SET PROBLEM
Rewrite the admin blog post, starting at the words "NixOS started as" and ending after "the best choice.", with "source control" replaced by "version control".

READING PASSAGE
* Start *
Redbrick Maintenance with Nomad

Hello there, (all together) General Kenobi!

Welcome to the latest edition of the admin blog. Today I’ll be running through how Redbrick has transformed itself from a hard to maintain, obscure and generally nuanced collection of hardware, into an almost fun cluster of servers to administer the systems of.

A Short View Back to the Past

4 years ago, Nikki Lauda said… rebuild a NixOS, it will rebuild with no issues. This year, James Hackett bought ihatenixos.org.

NixOS started as a fantastic idea for Redbrick. It put all of Redbrick’s configuration into source control, meant that changes could be reviewed before deployment and more. It meant that anyone could contribute to it, if they understood how it worked. And that’s where it failed. NixOS is a great idea, I’ll admit it. It has repeatable builds by design. It’s entirely declarative, great for running huge fleets of machines. However, for a student society, it was not the best choice.

The work done behind the scenes to get it working was immense, documentation was created out of thin air, knowledge was passed on. However, the intricacies of managing a non-standard (not Debian based) distribution of Linux meant new admins had to work extra hard to not only understand how to fix a problem, they also had to fix it in an environment they’re not comfortable in. The curve was way too steep. On more than one occasion it actively worked against us when trying to solve the problem because of how locked down everything was.
* End *
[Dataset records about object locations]
* Start *
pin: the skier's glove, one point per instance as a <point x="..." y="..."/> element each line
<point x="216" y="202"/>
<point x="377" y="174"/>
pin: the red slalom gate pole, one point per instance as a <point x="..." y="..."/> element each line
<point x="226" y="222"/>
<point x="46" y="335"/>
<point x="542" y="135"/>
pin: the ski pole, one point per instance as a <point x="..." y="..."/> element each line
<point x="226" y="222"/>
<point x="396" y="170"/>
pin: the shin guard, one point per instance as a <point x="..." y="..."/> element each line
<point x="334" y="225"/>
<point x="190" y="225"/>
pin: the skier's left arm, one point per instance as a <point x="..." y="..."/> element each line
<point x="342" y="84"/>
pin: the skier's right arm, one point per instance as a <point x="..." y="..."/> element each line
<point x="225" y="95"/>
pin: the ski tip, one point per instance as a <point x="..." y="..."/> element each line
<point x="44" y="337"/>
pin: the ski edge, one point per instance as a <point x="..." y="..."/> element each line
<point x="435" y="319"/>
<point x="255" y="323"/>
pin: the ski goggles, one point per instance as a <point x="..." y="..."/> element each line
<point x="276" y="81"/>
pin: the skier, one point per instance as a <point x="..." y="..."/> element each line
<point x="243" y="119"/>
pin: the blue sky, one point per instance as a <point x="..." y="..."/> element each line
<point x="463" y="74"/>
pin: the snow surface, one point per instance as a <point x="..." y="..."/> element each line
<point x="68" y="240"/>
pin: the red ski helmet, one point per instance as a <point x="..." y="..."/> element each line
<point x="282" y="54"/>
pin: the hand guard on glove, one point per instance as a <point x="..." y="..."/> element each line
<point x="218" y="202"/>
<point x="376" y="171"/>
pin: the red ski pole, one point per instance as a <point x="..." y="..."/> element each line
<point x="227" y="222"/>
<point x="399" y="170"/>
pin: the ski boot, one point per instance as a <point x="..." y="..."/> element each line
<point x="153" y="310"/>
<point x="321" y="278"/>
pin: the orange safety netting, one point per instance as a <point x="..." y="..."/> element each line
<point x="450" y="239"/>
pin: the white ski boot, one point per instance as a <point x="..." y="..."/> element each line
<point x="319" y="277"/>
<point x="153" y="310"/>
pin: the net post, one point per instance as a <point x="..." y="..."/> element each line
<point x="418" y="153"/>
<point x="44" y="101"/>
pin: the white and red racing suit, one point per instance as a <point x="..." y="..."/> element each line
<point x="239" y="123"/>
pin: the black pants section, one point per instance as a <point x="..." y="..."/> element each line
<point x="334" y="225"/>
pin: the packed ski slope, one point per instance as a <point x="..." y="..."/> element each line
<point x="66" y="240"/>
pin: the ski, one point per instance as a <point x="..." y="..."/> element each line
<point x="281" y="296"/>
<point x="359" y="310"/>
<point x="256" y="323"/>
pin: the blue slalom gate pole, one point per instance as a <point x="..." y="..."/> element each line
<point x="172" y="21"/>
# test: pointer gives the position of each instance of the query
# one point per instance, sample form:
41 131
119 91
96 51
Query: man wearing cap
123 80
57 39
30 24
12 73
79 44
* End *
WRITTEN RESPONSE
NixOS started as a fantastic idea for Redbrick. It put all of Redbrick’s configuration into version control, meant that changes could be reviewed before deployment and more. It meant that anyone could contribute to it, if they understood how it worked. And that’s where it failed. NixOS is a great idea, I’ll admit it. It has repeatable builds by design. It’s entirely declarative, great for running huge fleets of machines. However, for a student society, it was not the best choice.